§ Texto da página:
-=-=-

Algum investimento feito, mas através de fundos comunitários que havia, candidatando projectos. Mas o abandono do concelho é visível. Vou ao Sobral, vou a Verdelhos, e o investimento é mínimo. No 2020, a Covilhã conseguiu mais de 12 milhões de euros, mas 77 por cento desse investimento, foi feito aqui. Na cidade. E por isso o concelho não é visto de forma integrada.
A Câmara alude muita vez às dificuldades deixadas pela dívida. Partilham dessa opinião?
Houve decisões que pesam ao longo de vários mandatos e continuam a condicionar a realização de obras. Mas não podemos ficar eternamente a olhar para a dívida, e apresentar isso como motivo para não ter uma estratégia, não avançar. Há margem na Câmara para evitar isso. Há muito despesismo, por exemplo. A Câmara continua a fazer aquisição de serviços quando tem meios próprios, que deve rentabilizar, que pode fazer o que continua a comprar fora. Depois, decisões de contratação que, para nós, são estranhas, fazem pouco sentido. Decisões de contratação de pessoal também elas estranhas, com desinvestimento no sector operário. Na limpeza de ruas, por exemplo. Isso é falta de meios. A pirâmide continua a inverter-se, e aposta-se sobretudo na capacidade técnica, mas desinveste-se na capacidade operacional. São prioridades que devem ser invertidas. A Câmara tem que ter maior capacidade de administração directa. Ela é agente de desenvolvimento local, promove a economia local, isso é positivo, mas não pode abdicar dos seus meios.

-=-=-

§ Excertos de dados:
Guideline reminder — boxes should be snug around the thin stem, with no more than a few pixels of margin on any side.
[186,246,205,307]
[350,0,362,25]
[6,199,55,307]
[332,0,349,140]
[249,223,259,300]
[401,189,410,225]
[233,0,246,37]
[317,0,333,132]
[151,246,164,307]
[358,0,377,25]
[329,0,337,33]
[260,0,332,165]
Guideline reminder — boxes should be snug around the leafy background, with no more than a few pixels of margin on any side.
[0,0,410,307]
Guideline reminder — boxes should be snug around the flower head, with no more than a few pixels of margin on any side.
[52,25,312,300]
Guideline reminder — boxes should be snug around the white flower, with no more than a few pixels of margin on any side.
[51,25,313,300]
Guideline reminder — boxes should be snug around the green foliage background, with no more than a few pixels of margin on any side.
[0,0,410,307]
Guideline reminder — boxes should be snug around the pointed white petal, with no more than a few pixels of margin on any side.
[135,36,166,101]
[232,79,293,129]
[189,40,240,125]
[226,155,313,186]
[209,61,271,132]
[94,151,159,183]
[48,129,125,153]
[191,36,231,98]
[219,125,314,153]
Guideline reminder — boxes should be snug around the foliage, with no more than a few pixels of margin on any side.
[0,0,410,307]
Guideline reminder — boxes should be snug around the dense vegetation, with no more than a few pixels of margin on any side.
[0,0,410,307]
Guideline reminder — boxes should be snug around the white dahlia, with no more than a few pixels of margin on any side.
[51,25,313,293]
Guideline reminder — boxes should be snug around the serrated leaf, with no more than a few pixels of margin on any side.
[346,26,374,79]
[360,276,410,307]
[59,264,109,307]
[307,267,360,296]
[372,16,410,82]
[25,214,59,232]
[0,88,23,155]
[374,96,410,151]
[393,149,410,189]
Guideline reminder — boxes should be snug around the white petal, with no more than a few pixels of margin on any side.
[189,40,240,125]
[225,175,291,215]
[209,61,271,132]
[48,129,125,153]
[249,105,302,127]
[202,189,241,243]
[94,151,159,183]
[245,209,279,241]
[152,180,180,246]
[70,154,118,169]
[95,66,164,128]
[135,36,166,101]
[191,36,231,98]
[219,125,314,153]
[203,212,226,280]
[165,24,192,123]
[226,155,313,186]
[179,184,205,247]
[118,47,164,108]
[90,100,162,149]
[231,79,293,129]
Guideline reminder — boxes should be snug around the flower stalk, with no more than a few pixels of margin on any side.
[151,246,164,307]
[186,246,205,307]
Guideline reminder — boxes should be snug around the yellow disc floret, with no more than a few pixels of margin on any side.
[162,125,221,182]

-=-=-

§ Instruções:
a) Resuma em duas frases a entrevista sobre a Covilhã.
b) Na entrevista sobre a Covilhã, que parte do investimento conseguido em 2020 foi feita na cidade?
c) Continue a entrevista sobre a Covilhã a partir da última frase apresentada.

§ Problemas resolvidos:
a) O entrevistado considera visível o abandono do concelho, porque em 2020 a Covilhã conseguiu mais de 12 milhões de euros, mas 77 por cento desse investimento foi feito na cidade. Reconhece que a dívida condiciona a realização de obras, mas diz que não pode servir de motivo para não ter uma estratégia, e aponta o despesismo, a compra de serviços fora e o desinvestimento no sector operário.

b) 77 por cento.

c)
“A CDU faz falta na Câmara”
Há quatro anos, a CDU perdeu o vereador que tinha na Câmara e um deputado municipal. É possível nestas eleições inverter esse resultado e voltar a ter representatividade na autarquia?
O objetivo principal é conseguir mais mandatos, mais votos, mais condições para defender os direitos da população, e contribuir para um concelho mais coeso. O quadro político é diferente de há quatro anos, mas tem ainda algumas similitudes. A direita aparece fragmentada e apesar de ser coligação CDS/PSD, temos outro candidato à direita, cujo o mandatário é o actual vereador do Movimento De Novo Covilhã. Achamos que era importante regressar à Câmara, acreditamos existirem condições para isso, vamos tudo fazer para isso. Acreditamos que a população percebeu que a CDU fez falta na Câmara nestes quatro anos, onde não existiu oposição.
Não?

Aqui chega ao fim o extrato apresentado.